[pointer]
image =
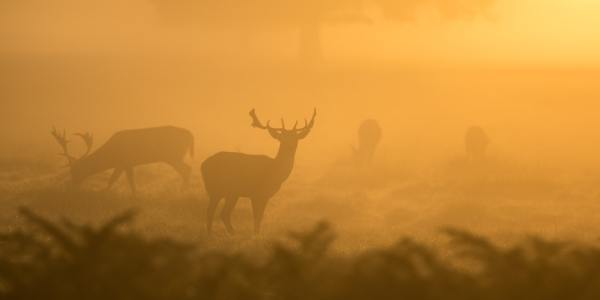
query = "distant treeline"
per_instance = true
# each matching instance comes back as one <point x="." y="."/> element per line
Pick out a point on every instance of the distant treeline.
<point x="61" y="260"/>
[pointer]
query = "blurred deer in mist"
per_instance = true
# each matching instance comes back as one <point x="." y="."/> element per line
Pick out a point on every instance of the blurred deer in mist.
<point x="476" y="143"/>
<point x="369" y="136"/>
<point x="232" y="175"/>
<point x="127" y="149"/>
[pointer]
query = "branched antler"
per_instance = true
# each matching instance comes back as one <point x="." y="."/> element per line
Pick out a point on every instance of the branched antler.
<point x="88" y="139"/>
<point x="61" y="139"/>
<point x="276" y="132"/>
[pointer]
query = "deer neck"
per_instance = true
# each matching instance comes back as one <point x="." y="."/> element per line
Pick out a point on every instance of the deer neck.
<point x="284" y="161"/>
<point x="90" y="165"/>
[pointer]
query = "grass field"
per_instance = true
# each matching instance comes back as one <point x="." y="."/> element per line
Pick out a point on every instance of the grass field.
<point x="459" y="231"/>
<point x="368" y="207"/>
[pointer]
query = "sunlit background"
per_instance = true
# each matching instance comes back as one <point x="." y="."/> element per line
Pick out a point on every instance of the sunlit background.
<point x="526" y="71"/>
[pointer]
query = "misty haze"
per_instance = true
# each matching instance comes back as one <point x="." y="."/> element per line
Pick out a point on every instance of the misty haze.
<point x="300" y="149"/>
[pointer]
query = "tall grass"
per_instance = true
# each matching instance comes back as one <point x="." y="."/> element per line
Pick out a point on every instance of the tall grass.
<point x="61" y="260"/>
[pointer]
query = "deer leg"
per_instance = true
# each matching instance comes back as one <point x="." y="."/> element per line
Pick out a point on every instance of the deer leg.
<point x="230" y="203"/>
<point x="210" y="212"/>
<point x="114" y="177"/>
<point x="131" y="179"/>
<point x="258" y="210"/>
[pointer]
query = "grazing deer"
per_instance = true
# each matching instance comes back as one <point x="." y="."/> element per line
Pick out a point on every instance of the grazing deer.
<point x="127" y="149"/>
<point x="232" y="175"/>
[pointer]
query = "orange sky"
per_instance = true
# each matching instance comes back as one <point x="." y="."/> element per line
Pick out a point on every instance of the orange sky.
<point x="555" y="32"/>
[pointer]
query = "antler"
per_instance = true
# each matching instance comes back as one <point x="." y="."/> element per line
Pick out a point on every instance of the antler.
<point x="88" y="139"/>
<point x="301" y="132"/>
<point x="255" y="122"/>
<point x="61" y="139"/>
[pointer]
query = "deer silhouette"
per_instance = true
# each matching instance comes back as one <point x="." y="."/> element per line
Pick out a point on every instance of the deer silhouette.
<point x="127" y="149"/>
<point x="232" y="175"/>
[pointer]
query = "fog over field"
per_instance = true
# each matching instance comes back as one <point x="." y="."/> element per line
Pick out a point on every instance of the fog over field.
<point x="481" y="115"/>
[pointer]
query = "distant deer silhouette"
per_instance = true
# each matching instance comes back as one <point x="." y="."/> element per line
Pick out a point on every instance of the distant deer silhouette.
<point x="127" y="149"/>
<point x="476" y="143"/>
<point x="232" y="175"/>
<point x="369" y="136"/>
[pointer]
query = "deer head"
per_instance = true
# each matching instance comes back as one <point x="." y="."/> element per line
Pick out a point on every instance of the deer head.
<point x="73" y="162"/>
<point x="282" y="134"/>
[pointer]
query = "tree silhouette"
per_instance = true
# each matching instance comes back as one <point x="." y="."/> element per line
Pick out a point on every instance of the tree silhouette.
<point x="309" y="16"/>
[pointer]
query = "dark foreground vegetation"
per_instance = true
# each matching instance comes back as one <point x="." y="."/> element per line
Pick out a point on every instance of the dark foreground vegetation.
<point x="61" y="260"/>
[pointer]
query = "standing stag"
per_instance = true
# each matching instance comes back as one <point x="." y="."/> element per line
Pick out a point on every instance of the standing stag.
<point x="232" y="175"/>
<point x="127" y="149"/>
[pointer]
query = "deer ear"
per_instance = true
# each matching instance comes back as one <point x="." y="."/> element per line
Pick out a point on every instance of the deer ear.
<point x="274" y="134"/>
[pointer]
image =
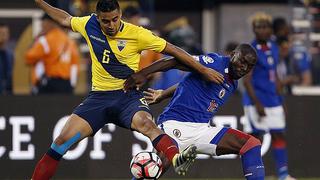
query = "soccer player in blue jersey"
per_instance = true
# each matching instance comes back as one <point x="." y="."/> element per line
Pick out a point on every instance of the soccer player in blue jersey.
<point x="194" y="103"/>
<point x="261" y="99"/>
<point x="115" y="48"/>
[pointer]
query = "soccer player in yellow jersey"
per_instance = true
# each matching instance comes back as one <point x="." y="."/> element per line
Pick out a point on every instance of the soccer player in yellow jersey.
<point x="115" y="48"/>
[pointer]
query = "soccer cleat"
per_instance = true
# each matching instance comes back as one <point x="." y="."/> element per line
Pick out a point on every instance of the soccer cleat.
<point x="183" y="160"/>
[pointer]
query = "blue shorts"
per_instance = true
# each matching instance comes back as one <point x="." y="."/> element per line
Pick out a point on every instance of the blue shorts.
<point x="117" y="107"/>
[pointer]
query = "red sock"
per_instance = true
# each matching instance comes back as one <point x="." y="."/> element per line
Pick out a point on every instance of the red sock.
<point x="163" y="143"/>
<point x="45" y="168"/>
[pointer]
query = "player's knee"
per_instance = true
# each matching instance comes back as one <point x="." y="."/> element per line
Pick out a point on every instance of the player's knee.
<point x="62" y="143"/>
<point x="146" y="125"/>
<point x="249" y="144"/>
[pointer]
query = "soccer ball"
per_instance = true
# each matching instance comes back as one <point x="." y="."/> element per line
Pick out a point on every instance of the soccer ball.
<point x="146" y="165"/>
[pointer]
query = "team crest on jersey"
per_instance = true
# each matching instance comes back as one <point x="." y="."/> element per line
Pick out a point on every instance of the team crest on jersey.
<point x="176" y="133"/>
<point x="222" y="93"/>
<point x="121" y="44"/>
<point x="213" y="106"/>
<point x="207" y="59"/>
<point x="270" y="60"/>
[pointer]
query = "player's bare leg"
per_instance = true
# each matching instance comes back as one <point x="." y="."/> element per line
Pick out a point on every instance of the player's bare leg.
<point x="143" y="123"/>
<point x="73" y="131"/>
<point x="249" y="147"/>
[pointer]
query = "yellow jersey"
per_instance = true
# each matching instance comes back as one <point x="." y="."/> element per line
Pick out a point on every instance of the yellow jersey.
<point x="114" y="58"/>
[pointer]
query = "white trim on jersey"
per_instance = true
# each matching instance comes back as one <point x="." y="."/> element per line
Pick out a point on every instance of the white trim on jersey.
______
Work item: Omitting all pictures, copy the preceding entries without any alteration.

Written response:
[pointer]
image =
query = "distant treeline"
per_instance = true
# each matching instance comes back as one <point x="." y="."/> element per line
Pick out a point on every instance of the distant treeline.
<point x="61" y="260"/>
[pointer]
query = "blurred deer in mist"
per_instance = true
# each matching instance comes back as one <point x="." y="."/> element per line
Pick out a point on every instance of the blurred deer in mist.
<point x="476" y="143"/>
<point x="369" y="136"/>
<point x="232" y="175"/>
<point x="127" y="149"/>
[pointer]
query = "branched antler"
per_instance = true
# each matching instance comes back as one <point x="." y="."/> element per line
Pick out a point on every instance of the branched antler.
<point x="88" y="139"/>
<point x="61" y="139"/>
<point x="276" y="132"/>
[pointer]
query = "deer neck"
per_instance = true
# each matching instance comes back as one <point x="." y="."/> element per line
Pick out a point on every instance of the deer neck.
<point x="284" y="161"/>
<point x="90" y="165"/>
[pointer]
query = "grass field"
per_instance = true
# each matching instance comes back as one <point x="." y="."/> element per line
Pick out a point on every instance of the grass field.
<point x="459" y="231"/>
<point x="368" y="207"/>
[pointer]
query = "sunlit background"
per_instance = true
# each matching instance comes back as one <point x="." y="."/> element per line
Pick out a point on every instance of the sunlit background.
<point x="526" y="71"/>
[pointer]
query = "misty haze"
per_instance = true
# each matching instance comes back as one <point x="." y="."/> element per line
Pick out a point on every instance of the misty haze.
<point x="300" y="149"/>
[pointer]
query = "tall grass"
per_instance = true
# each matching instance comes back as one <point x="." y="."/> element per line
Pick out a point on every instance of the tall grass.
<point x="61" y="260"/>
[pointer]
query = "deer leg"
per_instance = true
# each matching instance comes back as one <point x="." y="."/> element per line
Pick out a point on every instance of the deer leg.
<point x="230" y="203"/>
<point x="210" y="212"/>
<point x="114" y="177"/>
<point x="131" y="179"/>
<point x="258" y="210"/>
[pointer]
query = "grazing deer"
per_instance = true
# each matching instance comes back as one <point x="." y="."/> element per line
Pick out a point on every instance of the grazing deer.
<point x="127" y="149"/>
<point x="232" y="175"/>
[pointer]
query = "orange sky"
per_instance = true
# each matching instance comes back as one <point x="." y="."/> element per line
Pick out a point on every instance of the orange sky.
<point x="555" y="32"/>
[pointer]
query = "antler"
per_instance = true
# each matching instance comes back as one <point x="." y="."/> element per line
Pick out a point on every instance of the antler.
<point x="88" y="139"/>
<point x="301" y="132"/>
<point x="255" y="122"/>
<point x="61" y="139"/>
[pointer]
query = "deer silhouette"
per_instance = true
# each matching instance comes back as one <point x="." y="."/> element per line
Pick out a point on every instance of the deer silhouette.
<point x="127" y="149"/>
<point x="232" y="175"/>
[pointer]
query = "fog over field"
per_instance = true
# each matching instance comes back as one <point x="." y="."/> element per line
Pick out a point on every instance of the fog over field.
<point x="481" y="115"/>
[pointer]
query = "distant deer silhouette"
per_instance = true
# each matching instance comes back as one <point x="." y="."/> element per line
Pick out a point on every instance of the distant deer silhouette.
<point x="127" y="149"/>
<point x="476" y="143"/>
<point x="232" y="175"/>
<point x="369" y="136"/>
[pointer]
query = "deer head"
per_instance = true
# each matching instance comes back as one <point x="." y="."/> element per line
Pick out a point on every instance of the deer head.
<point x="73" y="162"/>
<point x="282" y="134"/>
[pointer]
query = "tree silhouette"
per_instance = true
# each matching instance comes back as one <point x="." y="."/> element per line
Pick out a point on every instance of the tree silhouette.
<point x="309" y="16"/>
[pointer]
query = "dark foreground vegetation"
per_instance = true
# each matching instance comes back as one <point x="." y="."/> element per line
Pick out a point on every instance of the dark foreground vegetation.
<point x="61" y="260"/>
[pointer]
query = "standing stag"
per_instance = true
# each matching instance comes back as one <point x="." y="."/> element per line
Pick out a point on every instance of the standing stag.
<point x="232" y="175"/>
<point x="127" y="149"/>
[pointer]
query = "deer ear"
per_instance = true
# each matching instance comes back as one <point x="." y="."/> element per line
Pick out a point on every instance of the deer ear.
<point x="274" y="134"/>
[pointer]
image =
query = "soccer player in blue jersey"
per_instance = true
# each matching instance comes back as one <point x="." y="."/> element per line
Pick out a point on every instance of the soccer player in blue jersey.
<point x="194" y="103"/>
<point x="261" y="99"/>
<point x="115" y="48"/>
[pointer]
query = "soccer player in yellow jersey"
per_instance = true
# each matching instance comes back as one <point x="." y="."/> element per line
Pick out a point on every instance of the soccer player in yellow jersey.
<point x="115" y="48"/>
[pointer]
query = "soccer cleat"
per_instance = true
# each matching instance comes back as one <point x="." y="."/> element per line
Pick out a point on every instance of the soccer cleat.
<point x="183" y="160"/>
[pointer]
query = "blue shorts"
per_instance = true
# each matching instance comes back as one <point x="." y="."/> element per line
Pick out a point on every instance of the blue shorts.
<point x="117" y="107"/>
[pointer]
query = "red sock"
per_instance = true
# each matching instance comes back as one <point x="." y="."/> element per line
Pick out a point on every instance of the red sock.
<point x="163" y="143"/>
<point x="45" y="168"/>
[pointer]
query = "player's knee"
per_instance = true
# each matching instance comes back as one <point x="." y="."/> element per line
Pick out a point on every instance of the player's knee.
<point x="62" y="143"/>
<point x="146" y="125"/>
<point x="249" y="144"/>
[pointer]
query = "soccer ball"
per_instance = true
# each matching instance comes back as one <point x="." y="."/> element per line
Pick out a point on every instance of the soccer ball.
<point x="146" y="165"/>
[pointer]
query = "team crest on jersey"
per_instance = true
# each matching instance comes back as one <point x="." y="."/> element per line
Pick out a point on every instance of the team crest on jersey.
<point x="176" y="133"/>
<point x="222" y="93"/>
<point x="121" y="44"/>
<point x="213" y="106"/>
<point x="207" y="59"/>
<point x="270" y="60"/>
[pointer]
query = "player's bare leg"
per_instance = true
# each matching instance comes back as one <point x="." y="."/> element per line
Pick out a point on every instance of the player's bare leg.
<point x="143" y="123"/>
<point x="73" y="131"/>
<point x="249" y="147"/>
[pointer]
query = "yellow jersey"
per_instance = true
# each matching instance comes back as one <point x="." y="."/> element per line
Pick out a point on every instance of the yellow jersey.
<point x="114" y="58"/>
[pointer]
query = "white trim on jersey"
per_instance = true
# each matching instance comes back as one <point x="." y="."/> element per line
Pick out a point on every instance of the white trim on jersey.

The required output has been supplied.